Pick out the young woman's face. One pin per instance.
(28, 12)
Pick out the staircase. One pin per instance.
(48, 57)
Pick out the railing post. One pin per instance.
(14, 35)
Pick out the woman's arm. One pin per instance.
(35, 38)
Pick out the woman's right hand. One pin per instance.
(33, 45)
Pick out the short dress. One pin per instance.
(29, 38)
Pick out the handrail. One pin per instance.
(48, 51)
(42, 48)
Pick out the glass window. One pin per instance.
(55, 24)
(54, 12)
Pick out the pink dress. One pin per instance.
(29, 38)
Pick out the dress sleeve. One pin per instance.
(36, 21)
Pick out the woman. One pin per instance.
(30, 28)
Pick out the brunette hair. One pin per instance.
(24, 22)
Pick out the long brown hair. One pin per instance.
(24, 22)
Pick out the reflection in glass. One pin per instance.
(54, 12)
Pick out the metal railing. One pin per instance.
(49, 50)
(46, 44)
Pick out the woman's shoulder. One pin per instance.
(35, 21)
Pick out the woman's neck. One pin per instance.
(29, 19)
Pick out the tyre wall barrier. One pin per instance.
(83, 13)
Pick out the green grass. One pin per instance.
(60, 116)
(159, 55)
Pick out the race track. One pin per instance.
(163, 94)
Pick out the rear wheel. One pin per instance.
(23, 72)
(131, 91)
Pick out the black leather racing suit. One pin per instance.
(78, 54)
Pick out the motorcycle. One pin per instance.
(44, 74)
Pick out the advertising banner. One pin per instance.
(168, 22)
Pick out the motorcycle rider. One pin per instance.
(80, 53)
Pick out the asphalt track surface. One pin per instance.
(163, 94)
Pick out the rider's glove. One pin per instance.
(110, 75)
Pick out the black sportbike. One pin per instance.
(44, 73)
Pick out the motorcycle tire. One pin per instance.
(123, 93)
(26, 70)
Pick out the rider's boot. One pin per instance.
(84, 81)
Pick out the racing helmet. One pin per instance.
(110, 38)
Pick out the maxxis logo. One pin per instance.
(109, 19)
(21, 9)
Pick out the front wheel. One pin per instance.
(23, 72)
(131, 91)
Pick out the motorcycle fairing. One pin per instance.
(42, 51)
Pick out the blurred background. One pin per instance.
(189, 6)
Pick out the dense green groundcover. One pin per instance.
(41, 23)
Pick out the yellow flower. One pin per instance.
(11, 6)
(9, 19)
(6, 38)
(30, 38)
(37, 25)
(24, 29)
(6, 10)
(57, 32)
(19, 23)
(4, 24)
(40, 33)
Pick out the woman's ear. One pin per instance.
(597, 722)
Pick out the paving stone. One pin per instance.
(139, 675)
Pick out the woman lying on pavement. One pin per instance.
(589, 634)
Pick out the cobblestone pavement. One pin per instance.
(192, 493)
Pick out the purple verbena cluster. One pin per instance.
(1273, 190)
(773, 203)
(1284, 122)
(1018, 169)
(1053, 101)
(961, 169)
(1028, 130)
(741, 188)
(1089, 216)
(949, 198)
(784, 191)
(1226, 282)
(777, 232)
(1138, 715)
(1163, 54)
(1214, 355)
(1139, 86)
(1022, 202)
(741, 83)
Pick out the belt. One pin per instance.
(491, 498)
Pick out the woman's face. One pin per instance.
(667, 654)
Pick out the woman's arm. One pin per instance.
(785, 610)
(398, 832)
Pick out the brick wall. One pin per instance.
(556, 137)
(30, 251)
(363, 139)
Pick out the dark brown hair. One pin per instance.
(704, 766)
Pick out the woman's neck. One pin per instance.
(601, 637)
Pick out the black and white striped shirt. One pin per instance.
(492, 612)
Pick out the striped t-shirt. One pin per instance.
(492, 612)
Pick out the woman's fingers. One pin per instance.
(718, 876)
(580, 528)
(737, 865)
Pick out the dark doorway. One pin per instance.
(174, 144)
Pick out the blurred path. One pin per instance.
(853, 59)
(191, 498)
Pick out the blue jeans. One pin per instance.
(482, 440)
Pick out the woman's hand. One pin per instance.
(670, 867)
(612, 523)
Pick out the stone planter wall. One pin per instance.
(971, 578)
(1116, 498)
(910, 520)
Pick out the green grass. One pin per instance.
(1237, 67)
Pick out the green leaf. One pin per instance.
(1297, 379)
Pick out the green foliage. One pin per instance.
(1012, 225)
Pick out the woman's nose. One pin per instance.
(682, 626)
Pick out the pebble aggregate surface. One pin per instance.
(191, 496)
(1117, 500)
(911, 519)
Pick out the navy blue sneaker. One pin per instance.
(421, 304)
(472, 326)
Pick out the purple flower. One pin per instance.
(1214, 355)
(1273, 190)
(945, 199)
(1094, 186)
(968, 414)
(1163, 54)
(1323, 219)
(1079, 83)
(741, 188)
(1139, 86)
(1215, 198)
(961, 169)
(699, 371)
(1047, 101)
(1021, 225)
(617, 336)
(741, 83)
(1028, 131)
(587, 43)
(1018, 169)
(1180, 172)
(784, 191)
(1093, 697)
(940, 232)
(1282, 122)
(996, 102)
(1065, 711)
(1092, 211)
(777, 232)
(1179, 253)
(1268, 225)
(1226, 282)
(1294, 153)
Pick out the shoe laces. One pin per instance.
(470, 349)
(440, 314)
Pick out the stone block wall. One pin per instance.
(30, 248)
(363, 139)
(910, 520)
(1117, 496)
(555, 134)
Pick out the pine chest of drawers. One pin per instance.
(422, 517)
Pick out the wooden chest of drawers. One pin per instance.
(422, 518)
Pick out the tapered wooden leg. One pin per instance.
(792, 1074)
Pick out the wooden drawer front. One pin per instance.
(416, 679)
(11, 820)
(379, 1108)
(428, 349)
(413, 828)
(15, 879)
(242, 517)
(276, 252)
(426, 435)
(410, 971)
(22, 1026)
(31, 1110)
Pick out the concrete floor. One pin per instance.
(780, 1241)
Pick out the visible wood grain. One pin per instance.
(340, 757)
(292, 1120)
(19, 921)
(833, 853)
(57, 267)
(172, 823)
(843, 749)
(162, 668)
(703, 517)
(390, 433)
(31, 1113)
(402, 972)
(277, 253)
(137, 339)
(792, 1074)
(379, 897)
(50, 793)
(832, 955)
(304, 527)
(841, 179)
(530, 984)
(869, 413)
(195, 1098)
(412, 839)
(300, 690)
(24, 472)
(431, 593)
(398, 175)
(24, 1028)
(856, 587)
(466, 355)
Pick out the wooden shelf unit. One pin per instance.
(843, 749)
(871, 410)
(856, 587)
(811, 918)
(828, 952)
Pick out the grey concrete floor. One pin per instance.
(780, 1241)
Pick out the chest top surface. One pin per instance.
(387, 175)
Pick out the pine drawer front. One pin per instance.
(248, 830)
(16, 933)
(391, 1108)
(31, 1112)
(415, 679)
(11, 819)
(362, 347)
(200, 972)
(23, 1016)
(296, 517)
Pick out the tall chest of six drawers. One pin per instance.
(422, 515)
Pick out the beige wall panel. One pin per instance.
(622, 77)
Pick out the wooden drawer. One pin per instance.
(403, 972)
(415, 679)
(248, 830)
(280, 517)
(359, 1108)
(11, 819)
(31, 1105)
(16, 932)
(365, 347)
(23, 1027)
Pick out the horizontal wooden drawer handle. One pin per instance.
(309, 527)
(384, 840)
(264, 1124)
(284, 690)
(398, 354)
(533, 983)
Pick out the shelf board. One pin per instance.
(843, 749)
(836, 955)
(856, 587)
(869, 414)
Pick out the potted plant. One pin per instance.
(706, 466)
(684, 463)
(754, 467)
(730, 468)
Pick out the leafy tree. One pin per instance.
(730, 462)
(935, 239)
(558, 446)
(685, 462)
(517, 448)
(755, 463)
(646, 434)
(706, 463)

* * * * *

## Doel
Zet alle regels van het materiaal hierboven in een genummerde lijst. Laat lege regels daarbij weg.

## Antwoord opdracht
1. Pick out the young woman's face. One pin per instance.
2. (28, 12)
3. Pick out the staircase. One pin per instance.
4. (48, 57)
5. Pick out the railing post. One pin per instance.
6. (14, 35)
7. Pick out the woman's arm. One pin per instance.
8. (35, 38)
9. Pick out the woman's right hand. One pin per instance.
10. (33, 45)
11. Pick out the short dress. One pin per instance.
12. (29, 38)
13. Pick out the handrail. One pin per instance.
14. (48, 51)
15. (42, 48)
16. Pick out the glass window. One pin per instance.
17. (55, 24)
18. (54, 12)
19. Pick out the pink dress. One pin per instance.
20. (29, 38)
21. Pick out the dress sleeve. One pin per instance.
22. (36, 21)
23. Pick out the woman. One pin per instance.
24. (30, 28)
25. Pick out the brunette hair. One pin per instance.
26. (24, 22)
27. Pick out the long brown hair. One pin per instance.
28. (24, 22)
29. Pick out the reflection in glass. One pin per instance.
30. (54, 12)
31. Pick out the metal railing. One pin per instance.
32. (49, 50)
33. (46, 44)
34. Pick out the woman's shoulder. One pin per instance.
35. (35, 21)
36. Pick out the woman's neck. One pin per instance.
37. (29, 19)
38. Pick out the tyre wall barrier. One pin per instance.
39. (83, 13)
40. Pick out the green grass. One pin per instance.
41. (60, 116)
42. (159, 55)
43. Pick out the race track. One pin per instance.
44. (163, 94)
45. Pick out the rear wheel. One pin per instance.
46. (23, 72)
47. (131, 91)
48. Pick out the black leather racing suit. One pin per instance.
49. (78, 54)
50. Pick out the motorcycle. One pin per instance.
51. (44, 74)
52. Pick out the advertising banner. One pin per instance.
53. (168, 22)
54. Pick out the motorcycle rider. One pin per instance.
55. (80, 53)
56. Pick out the asphalt track surface. One pin per instance.
57. (163, 94)
58. Pick out the rider's glove. One pin per instance.
59. (110, 75)
60. Pick out the black sportbike. One pin per instance.
61. (44, 73)
62. Pick out the motorcycle tire. One pin per instance.
63. (123, 93)
64. (26, 70)
65. Pick out the rider's boot. One pin per instance.
66. (84, 81)
67. Pick out the racing helmet. One pin per instance.
68. (110, 38)
69. Pick out the maxxis logo. One pin per instance.
70. (109, 19)
71. (21, 9)
72. Pick out the front wheel. One pin per instance.
73. (23, 72)
74. (131, 91)
75. Pick out the motorcycle fairing. One pin per instance.
76. (42, 51)
77. Pick out the blurred background. One pin per instance.
78. (189, 6)
79. Pick out the dense green groundcover. One pin per instance.
80. (41, 23)
81. Pick out the yellow flower. One pin per instance.
82. (11, 6)
83. (9, 19)
84. (6, 38)
85. (30, 38)
86. (37, 25)
87. (24, 29)
88. (6, 10)
89. (57, 32)
90. (19, 23)
91. (4, 24)
92. (40, 33)
93. Pick out the woman's ear. One pin per instance.
94. (597, 722)
95. Pick out the paving stone. One pin per instance.
96. (139, 675)
97. Pick out the woman lying on pavement. One pin per instance.
98. (589, 634)
99. Pick out the cobblestone pavement. One pin per instance.
100. (192, 493)
101. Pick out the purple verbena cluster. One pin per instance.
102. (1273, 190)
103. (773, 203)
104. (1284, 122)
105. (1018, 169)
106. (1053, 101)
107. (961, 169)
108. (1028, 130)
109. (741, 188)
110. (1089, 216)
111. (949, 198)
112. (784, 191)
113. (1226, 282)
114. (777, 232)
115. (1138, 715)
116. (1163, 54)
117. (1214, 355)
118. (1139, 86)
119. (1022, 202)
120. (741, 83)
121. Pick out the belt. One pin per instance.
122. (491, 498)
123. Pick out the woman's face. One pin per instance.
124. (667, 654)
125. Pick out the woman's arm. One pin per instance.
126. (785, 610)
127. (398, 832)
128. Pick out the brick wall. One pin per instance.
129. (556, 137)
130. (30, 251)
131. (363, 139)
132. Pick out the dark brown hair. One pin per instance.
133. (704, 766)
134. Pick out the woman's neck. One pin per instance.
135. (601, 637)
136. Pick out the black and white striped shirt. One pin per instance.
137. (492, 612)
138. Pick out the striped t-shirt. One pin per instance.
139. (492, 612)
140. Pick out the woman's fingers. One pin per instance.
141. (718, 876)
142. (580, 528)
143. (737, 865)
144. Pick out the dark doorway. One pin per instance.
145. (174, 144)
146. Pick out the blurred path. One pin per instance.
147. (853, 59)
148. (191, 498)
149. Pick out the blue jeans. One pin per instance.
150. (482, 440)
151. Pick out the woman's hand. One pin per instance.
152. (670, 867)
153. (612, 523)
154. Pick out the stone planter wall. One pin per instance.
155. (971, 578)
156. (1116, 498)
157. (910, 520)
158. Pick out the green grass. One pin per instance.
159. (1237, 67)
160. Pick out the green leaf. One pin per instance.
161. (1297, 379)
162. Pick out the green foliage. One pin per instance.
163. (1012, 225)
164. Pick out the woman's nose. One pin per instance.
165. (682, 626)
166. Pick out the pebble aggregate surface. One pin per instance.
167. (191, 496)
168. (1117, 500)
169. (911, 519)
170. Pick out the navy blue sneaker. One pin per instance.
171. (421, 304)
172. (472, 326)
173. Pick out the purple flower. One pin per instance.
174. (1214, 355)
175. (1273, 190)
176. (945, 199)
177. (1094, 186)
178. (968, 414)
179. (1163, 54)
180. (1323, 219)
181. (1079, 83)
182. (741, 188)
183. (1139, 86)
184. (1215, 198)
185. (961, 169)
186. (699, 371)
187. (1047, 101)
188. (1021, 225)
189. (617, 336)
190. (741, 83)
191. (1028, 131)
192. (587, 43)
193. (1018, 169)
194. (1180, 172)
195. (784, 191)
196. (1093, 697)
197. (940, 232)
198. (1282, 122)
199. (996, 102)
200. (1065, 711)
201. (1092, 211)
202. (777, 232)
203. (1179, 253)
204. (1268, 225)
205. (1226, 282)
206. (1294, 153)
207. Pick out the shoe laces. One pin per instance.
208. (470, 349)
209. (440, 314)
210. Pick out the stone block wall. One pin per instance.
211. (30, 248)
212. (363, 139)
213. (910, 520)
214. (1117, 496)
215. (555, 134)
216. Pick out the pine chest of drawers. One pin per instance.
217. (422, 517)
218. Pick out the wooden chest of drawers. One pin per instance.
219. (422, 518)
220. Pick out the tapered wooden leg. One pin per instance.
221. (792, 1074)
222. Pick out the wooden drawer front. One pin per instance.
223. (416, 679)
224. (11, 820)
225. (379, 1108)
226. (428, 349)
227. (413, 828)
228. (15, 879)
229. (242, 517)
230. (276, 252)
231. (426, 435)
232. (410, 971)
233. (22, 1026)
234. (31, 1110)
235. Pick out the concrete floor. One pin per instance.
236. (780, 1241)
237. Pick out the visible wood grain. One pin per instance.
238. (340, 757)
239. (292, 1120)
240. (19, 921)
241. (833, 853)
242. (57, 267)
243. (172, 823)
244. (843, 749)
245. (162, 668)
246. (703, 517)
247. (390, 433)
248. (31, 1113)
249. (402, 972)
250. (277, 253)
251. (137, 339)
252. (792, 1074)
253. (379, 897)
254. (50, 793)
255. (832, 955)
256. (304, 527)
257. (841, 179)
258. (530, 984)
259. (869, 413)
260. (195, 1098)
261. (412, 839)
262. (300, 690)
263. (24, 472)
264. (431, 593)
265. (398, 175)
266. (24, 1028)
267. (856, 587)
268. (466, 355)
269. Pick out the wooden shelf unit. One pin per instance.
270. (843, 749)
271. (871, 410)
272. (856, 587)
273. (811, 918)
274. (828, 952)
275. Pick out the grey concrete floor. One pin per instance.
276. (780, 1241)
277. Pick out the chest top surface. One pin per instance.
278. (387, 175)
279. Pick out the pine drawer front. One pin per instance.
280. (248, 830)
281. (16, 933)
282. (391, 1108)
283. (31, 1112)
284. (415, 679)
285. (11, 819)
286. (362, 347)
287. (200, 972)
288. (23, 1016)
289. (296, 517)
290. Pick out the tall chest of six drawers. One pin per instance.
291. (422, 515)
292. Pick out the beige wall panel. One pin per instance.
293. (622, 77)
294. Pick out the wooden drawer. One pin per instance.
295. (403, 972)
296. (415, 679)
297. (248, 830)
298. (280, 517)
299. (359, 1108)
300. (11, 819)
301. (31, 1105)
302. (16, 932)
303. (365, 347)
304. (23, 1027)
305. Pick out the horizontal wooden drawer handle. One pin per instance.
306. (309, 527)
307. (384, 840)
308. (264, 1124)
309. (284, 690)
310. (398, 354)
311. (533, 983)
312. Pick out the shelf board. One pin per instance.
313. (843, 749)
314. (836, 955)
315. (856, 587)
316. (869, 414)
317. Pick out the potted plant. One pin per instance.
318. (706, 466)
319. (684, 463)
320. (754, 467)
321. (730, 468)
322. Pick out the leafy tree. One pin per instance.
323. (730, 462)
324. (935, 239)
325. (558, 446)
326. (685, 462)
327. (517, 448)
328. (755, 463)
329. (646, 434)
330. (706, 463)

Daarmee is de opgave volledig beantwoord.